__Selected text__.
__________
The tent is first of all a practical object. It
enables space to be taken and held for a certain duration. In this
respect it has a family resemblance to the tripod as was used by Reclaim
the Streets in the 1990s, an object that worked at once to cut the flow
of traffic and act as a catalyst in the occupation of a road and the
emergence of a street party. In Deleuzian terms, both tent and tripod
play a part in ‘deterritorialising’ the space in which they operate –
that is, in undoing the patterns of behaviour, laws, sensory structures
and economic forms that determine that space as a road, stage for
commerce or park. But if the tent and tripod deterritorialise in this
way, they simultaneously generate a new territory, they re-territorialise into an Occupy camp or a street party.
To construct such a territory is of course difficult.
It requires considerable knowledge of the territory that is to be
undone: the law, movements of traffic, an intuition about likely police
tactics, potential solidarities and enmities of the locale and so on.
The constructed territory is thus a finely balanced constellation and
can be easily botched. Things in London might have been different, for
example, if Paternoster Square hadn’t been barred and Occupy had not
instead ended up on land owned by the Church.
Image: Anonymity keeps you warm
But let’s turn to consider the characteristics of
Occupy’s territory. Deleuze and Guattari make a rather intriguing
argument that the construction of territory goes hand in hand with art, that art is a question of home or habitat:
‘Perhaps art begins with the animal, at least with the animal that
carves out a territory and constructs a house.’ Such territory is
functional, of course, but it is simultaneously sensory and expressive,
that is, artful: ‘the territory implies the emergence of pure
sensory qualities, of sensibilia that cease to be merely functional and
become expressive features, making possible a transformation of
functions.’17 One can see these tangled aspects of habitat and expression in the ‘art’ of the Bowerbird.
__________
__To-do list__.
1. In the stretch of the Occupy text from "Image: Anonymity keeps" through "of the Bowerbird.", change "habitat" to "dwelling" and give that stretch in full.
2. Return every line of the records that contains the string "object", matching case exactly.

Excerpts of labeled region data
__________
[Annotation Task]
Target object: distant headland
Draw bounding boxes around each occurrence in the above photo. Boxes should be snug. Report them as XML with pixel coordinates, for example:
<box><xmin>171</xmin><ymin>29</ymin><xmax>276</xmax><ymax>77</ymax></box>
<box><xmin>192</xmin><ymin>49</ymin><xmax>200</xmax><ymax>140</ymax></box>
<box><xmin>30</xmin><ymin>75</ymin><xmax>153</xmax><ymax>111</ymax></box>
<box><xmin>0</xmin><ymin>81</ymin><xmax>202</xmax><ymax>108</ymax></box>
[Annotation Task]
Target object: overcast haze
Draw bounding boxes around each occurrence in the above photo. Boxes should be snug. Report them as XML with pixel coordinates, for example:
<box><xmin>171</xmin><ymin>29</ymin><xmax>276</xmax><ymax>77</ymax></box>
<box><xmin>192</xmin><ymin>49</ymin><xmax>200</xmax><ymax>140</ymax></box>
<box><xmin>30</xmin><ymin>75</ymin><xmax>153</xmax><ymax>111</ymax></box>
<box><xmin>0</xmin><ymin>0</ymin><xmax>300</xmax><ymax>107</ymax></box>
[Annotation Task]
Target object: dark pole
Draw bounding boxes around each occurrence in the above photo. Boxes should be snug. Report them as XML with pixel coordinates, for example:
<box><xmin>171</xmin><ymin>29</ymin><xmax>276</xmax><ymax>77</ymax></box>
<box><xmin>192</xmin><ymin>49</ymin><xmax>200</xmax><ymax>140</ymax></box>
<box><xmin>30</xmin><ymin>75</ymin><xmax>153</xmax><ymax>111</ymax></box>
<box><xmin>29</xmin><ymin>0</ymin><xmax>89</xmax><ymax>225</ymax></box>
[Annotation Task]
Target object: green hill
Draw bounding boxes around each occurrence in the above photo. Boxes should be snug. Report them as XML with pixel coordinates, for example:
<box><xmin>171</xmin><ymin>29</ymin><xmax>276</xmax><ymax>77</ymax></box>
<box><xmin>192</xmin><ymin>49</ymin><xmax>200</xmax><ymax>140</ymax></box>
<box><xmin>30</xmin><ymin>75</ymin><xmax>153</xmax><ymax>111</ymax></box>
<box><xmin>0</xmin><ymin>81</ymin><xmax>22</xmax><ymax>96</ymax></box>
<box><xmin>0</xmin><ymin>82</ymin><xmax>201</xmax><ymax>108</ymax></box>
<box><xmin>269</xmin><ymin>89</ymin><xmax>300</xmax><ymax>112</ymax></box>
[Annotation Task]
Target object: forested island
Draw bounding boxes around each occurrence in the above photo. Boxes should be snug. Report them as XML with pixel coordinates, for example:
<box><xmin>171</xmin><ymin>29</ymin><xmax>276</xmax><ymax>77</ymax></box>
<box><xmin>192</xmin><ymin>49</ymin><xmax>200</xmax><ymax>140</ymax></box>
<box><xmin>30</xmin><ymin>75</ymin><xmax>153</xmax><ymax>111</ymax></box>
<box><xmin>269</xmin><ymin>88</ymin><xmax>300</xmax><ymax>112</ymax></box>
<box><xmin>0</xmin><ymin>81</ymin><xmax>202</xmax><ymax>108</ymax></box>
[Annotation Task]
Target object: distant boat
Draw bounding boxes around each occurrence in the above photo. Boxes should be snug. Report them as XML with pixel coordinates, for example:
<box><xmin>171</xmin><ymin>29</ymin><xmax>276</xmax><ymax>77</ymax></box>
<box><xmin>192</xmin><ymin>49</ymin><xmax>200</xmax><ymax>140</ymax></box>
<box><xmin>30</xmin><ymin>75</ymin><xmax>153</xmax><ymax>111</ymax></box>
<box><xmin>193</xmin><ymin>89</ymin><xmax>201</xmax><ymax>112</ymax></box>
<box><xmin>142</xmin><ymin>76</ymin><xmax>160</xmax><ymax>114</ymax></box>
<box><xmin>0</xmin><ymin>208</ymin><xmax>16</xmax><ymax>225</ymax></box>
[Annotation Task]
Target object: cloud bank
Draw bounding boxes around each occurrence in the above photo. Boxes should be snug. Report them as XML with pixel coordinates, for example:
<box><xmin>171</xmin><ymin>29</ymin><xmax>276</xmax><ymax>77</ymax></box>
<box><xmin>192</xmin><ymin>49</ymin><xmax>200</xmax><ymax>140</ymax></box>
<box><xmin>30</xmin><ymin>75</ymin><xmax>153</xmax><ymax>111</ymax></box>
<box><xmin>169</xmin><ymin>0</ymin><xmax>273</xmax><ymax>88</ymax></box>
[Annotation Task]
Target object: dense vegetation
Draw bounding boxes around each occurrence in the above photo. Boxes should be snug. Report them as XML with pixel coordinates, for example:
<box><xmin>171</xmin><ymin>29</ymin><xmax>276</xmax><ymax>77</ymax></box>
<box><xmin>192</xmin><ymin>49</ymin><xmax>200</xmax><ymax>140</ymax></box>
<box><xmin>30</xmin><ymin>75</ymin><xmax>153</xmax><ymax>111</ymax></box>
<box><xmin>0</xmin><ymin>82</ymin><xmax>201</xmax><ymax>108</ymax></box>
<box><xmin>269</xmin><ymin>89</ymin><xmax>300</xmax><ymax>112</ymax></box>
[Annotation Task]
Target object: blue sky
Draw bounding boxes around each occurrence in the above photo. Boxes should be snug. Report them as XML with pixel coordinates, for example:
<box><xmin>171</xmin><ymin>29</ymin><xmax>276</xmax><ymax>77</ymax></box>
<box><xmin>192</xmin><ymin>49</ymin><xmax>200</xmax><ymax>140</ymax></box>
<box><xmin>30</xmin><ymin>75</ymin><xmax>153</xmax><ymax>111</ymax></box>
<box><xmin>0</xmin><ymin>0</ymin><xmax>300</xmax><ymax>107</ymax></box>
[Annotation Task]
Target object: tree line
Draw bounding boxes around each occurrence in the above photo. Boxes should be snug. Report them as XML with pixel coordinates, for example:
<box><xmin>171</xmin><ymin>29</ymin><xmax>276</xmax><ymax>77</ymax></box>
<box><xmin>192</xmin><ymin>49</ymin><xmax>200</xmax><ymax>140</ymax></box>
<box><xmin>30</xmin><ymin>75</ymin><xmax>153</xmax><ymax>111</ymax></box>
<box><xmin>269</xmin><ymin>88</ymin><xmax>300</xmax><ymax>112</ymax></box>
__________
__In response__.
1.
Image: Anonymity keeps you warm
But let’s turn to consider the characteristics of
Occupy’s territory. Deleuze and Guattari make a rather intriguing
argument that the construction of territory goes hand in hand with art, that art is a question of home or dwelling:
‘Perhaps art begins with the animal, at least with the animal that
carves out a territory and constructs a house.’ Such territory is
functional, of course, but it is simultaneously sensory and expressive,
that is, artful: ‘the territory implies the emergence of pure
sensory qualities, of sensibilia that cease to be merely functional and
become expressive features, making possible a transformation of
functions.’17 One can see these tangled aspects of dwelling and expression in the ‘art’ of the Bowerbird.

2.
Target object: distant headland
Target object: overcast haze
Target object: dark pole
Target object: green hill
Target object: forested island
Target object: distant boat
Target object: cloud bank
Target object: dense vegetation
Target object: blue sky
Target object: tree line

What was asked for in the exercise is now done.